** Quoted passage follows **

Research and PoC highlight security risks in LLM-based coding

A new investigation shows that relying on large language models to generate application code can propagate insecure patterns into production. A live proof of concept demonstrates how Artificial Intelligence assisted code exposed a sensitive API endpoint on the client side.

A recent investigation warns that depending solely on large language models to generate application code can introduce serious vulnerabilities. Published on August 22, 2025, the research argues that these models are trained on vast internet data sets that include insecure sample code, and they often reproduce those unsafe patterns without alerting developers. The author notes that the problem goes beyond poor snippets: Artificial Intelligence systems lack business context and do not perform threat modeling, so they fail to anticipate abuse cases or implement secure defaults.

** End of Quoted passage **
** Listed entries follows **

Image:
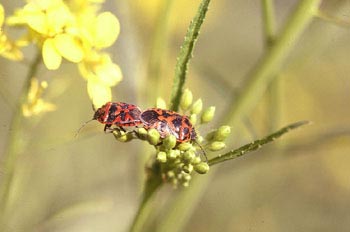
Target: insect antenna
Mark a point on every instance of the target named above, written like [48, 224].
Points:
[78, 131]
[203, 152]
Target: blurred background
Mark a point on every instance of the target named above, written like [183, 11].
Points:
[94, 183]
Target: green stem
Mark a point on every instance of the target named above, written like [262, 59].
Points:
[186, 54]
[255, 145]
[13, 145]
[271, 62]
[274, 90]
[268, 13]
[159, 48]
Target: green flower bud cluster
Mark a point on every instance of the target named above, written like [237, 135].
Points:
[178, 161]
[215, 139]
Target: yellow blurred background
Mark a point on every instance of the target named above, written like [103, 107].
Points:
[93, 183]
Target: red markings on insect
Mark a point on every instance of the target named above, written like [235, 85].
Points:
[168, 122]
[119, 114]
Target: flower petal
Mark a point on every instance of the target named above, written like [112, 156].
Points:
[107, 30]
[2, 16]
[52, 59]
[69, 47]
[35, 18]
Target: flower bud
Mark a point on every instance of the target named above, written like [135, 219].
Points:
[169, 142]
[216, 146]
[196, 160]
[201, 168]
[153, 136]
[172, 154]
[193, 119]
[122, 136]
[142, 133]
[184, 146]
[161, 157]
[188, 156]
[208, 114]
[160, 103]
[197, 107]
[186, 99]
[222, 133]
[188, 168]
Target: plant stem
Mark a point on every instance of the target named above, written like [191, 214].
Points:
[268, 13]
[255, 145]
[186, 54]
[274, 89]
[271, 62]
[13, 144]
[158, 50]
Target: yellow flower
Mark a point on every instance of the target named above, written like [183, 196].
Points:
[101, 74]
[54, 28]
[8, 49]
[75, 31]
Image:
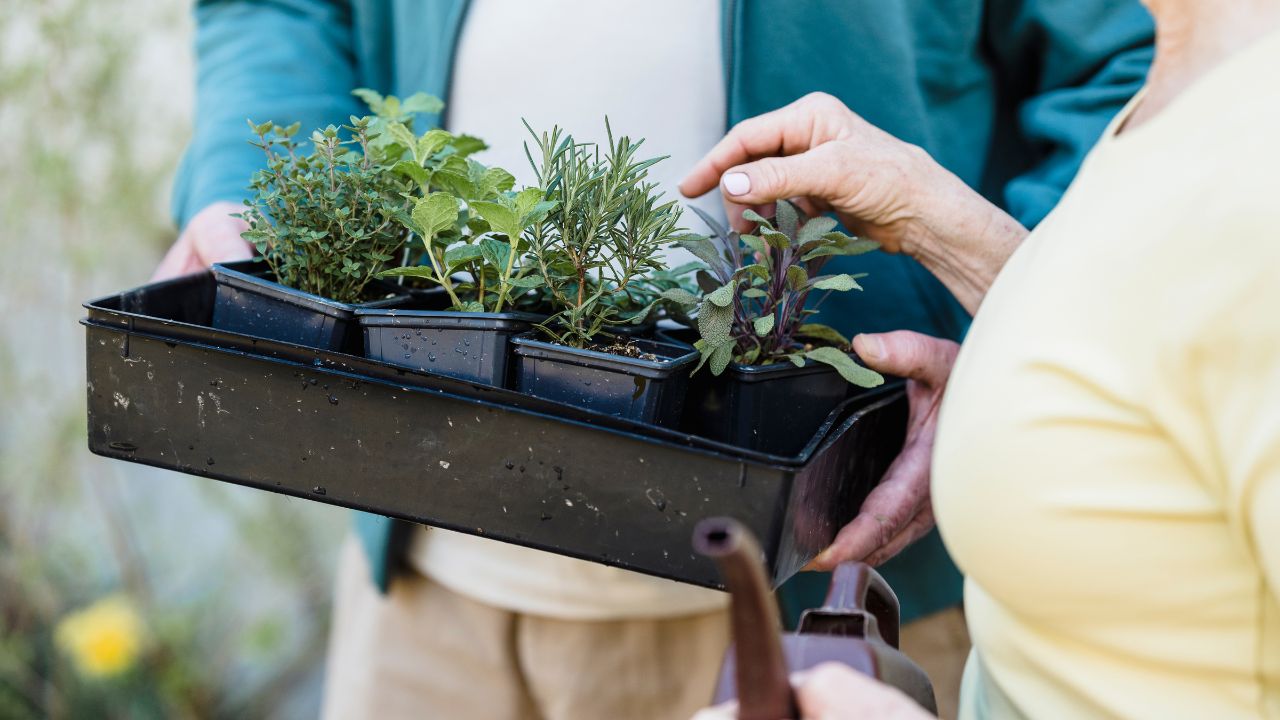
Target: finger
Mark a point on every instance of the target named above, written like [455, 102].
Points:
[223, 245]
[174, 261]
[794, 128]
[818, 173]
[914, 531]
[734, 212]
[909, 355]
[891, 507]
[831, 689]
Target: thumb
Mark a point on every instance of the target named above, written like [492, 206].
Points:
[909, 355]
[808, 174]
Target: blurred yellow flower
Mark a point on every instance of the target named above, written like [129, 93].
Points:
[104, 638]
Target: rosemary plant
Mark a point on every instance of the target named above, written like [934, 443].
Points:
[602, 237]
[758, 286]
[327, 220]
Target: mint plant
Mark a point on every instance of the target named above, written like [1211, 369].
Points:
[467, 224]
[602, 236]
[327, 220]
[757, 287]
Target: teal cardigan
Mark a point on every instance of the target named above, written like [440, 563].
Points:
[1008, 94]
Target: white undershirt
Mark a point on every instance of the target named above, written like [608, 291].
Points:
[654, 68]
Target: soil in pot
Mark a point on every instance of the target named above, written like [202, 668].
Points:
[648, 387]
[250, 302]
[470, 346]
[773, 408]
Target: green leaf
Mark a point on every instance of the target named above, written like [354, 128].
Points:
[497, 180]
[845, 365]
[752, 215]
[496, 251]
[680, 295]
[754, 269]
[763, 324]
[824, 333]
[796, 277]
[714, 323]
[528, 282]
[723, 295]
[435, 213]
[786, 218]
[840, 282]
[705, 250]
[754, 244]
[528, 201]
[411, 272]
[816, 228]
[721, 358]
[460, 254]
[776, 238]
[412, 171]
[466, 145]
[501, 218]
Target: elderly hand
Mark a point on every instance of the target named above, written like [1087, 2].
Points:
[833, 692]
[897, 511]
[827, 158]
[211, 236]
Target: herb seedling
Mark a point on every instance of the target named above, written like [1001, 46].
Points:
[602, 236]
[757, 288]
[327, 220]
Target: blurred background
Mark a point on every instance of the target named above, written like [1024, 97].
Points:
[124, 592]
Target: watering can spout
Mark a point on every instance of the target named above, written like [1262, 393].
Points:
[762, 677]
[856, 627]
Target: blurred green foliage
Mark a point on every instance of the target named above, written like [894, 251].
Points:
[232, 587]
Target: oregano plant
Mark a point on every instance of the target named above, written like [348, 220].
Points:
[327, 219]
[602, 237]
[755, 309]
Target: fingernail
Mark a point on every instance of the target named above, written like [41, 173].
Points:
[736, 183]
[871, 347]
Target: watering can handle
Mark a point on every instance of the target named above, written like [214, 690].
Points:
[856, 589]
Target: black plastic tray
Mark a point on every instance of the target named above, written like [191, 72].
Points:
[167, 391]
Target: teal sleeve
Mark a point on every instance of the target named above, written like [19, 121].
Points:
[280, 60]
[1072, 65]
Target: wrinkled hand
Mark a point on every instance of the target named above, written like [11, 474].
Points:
[211, 236]
[826, 158]
[819, 151]
[833, 692]
[899, 511]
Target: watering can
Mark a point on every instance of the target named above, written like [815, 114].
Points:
[856, 625]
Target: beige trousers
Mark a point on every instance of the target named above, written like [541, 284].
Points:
[940, 645]
[426, 652]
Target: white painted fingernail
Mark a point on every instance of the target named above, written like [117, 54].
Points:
[736, 183]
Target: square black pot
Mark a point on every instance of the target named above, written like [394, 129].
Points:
[250, 302]
[772, 409]
[648, 391]
[470, 346]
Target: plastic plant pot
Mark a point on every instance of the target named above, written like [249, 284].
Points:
[766, 408]
[248, 302]
[470, 346]
[643, 390]
[772, 409]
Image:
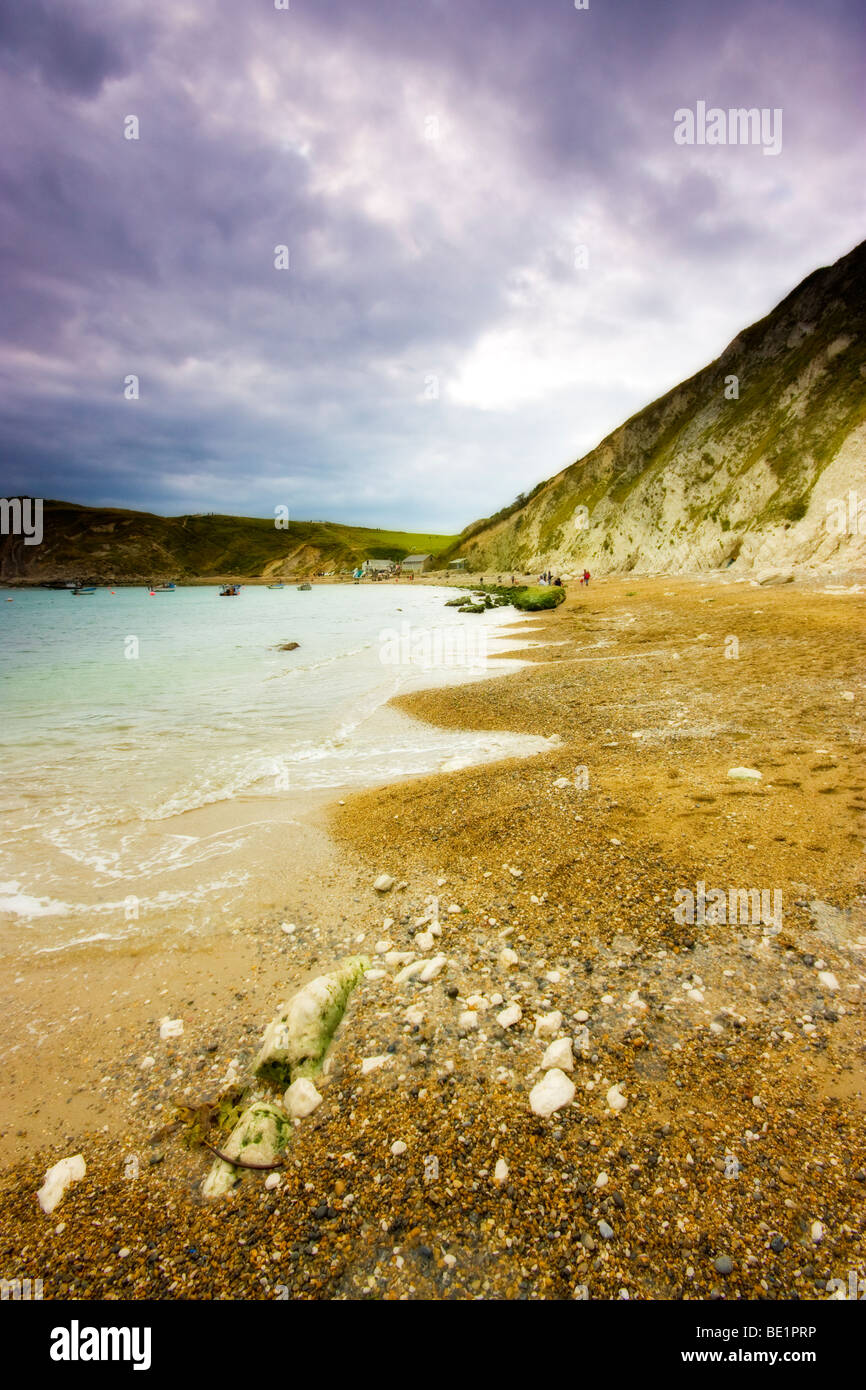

** End of Listed entries **

### Work to be completed:
Answer these questions from the article on security risks in LLM-based coding:
(a) What did the live proof of concept show that the AI-assisted code exposed?
(b) On what date was the research published?
(c) What do AI systems lack, and what do they not perform, according to the author?

### Written reply:
(a) A sensitive API endpoint on the client side.
(b) August 22, 2025.
(c) They lack business context and do not perform threat modeling.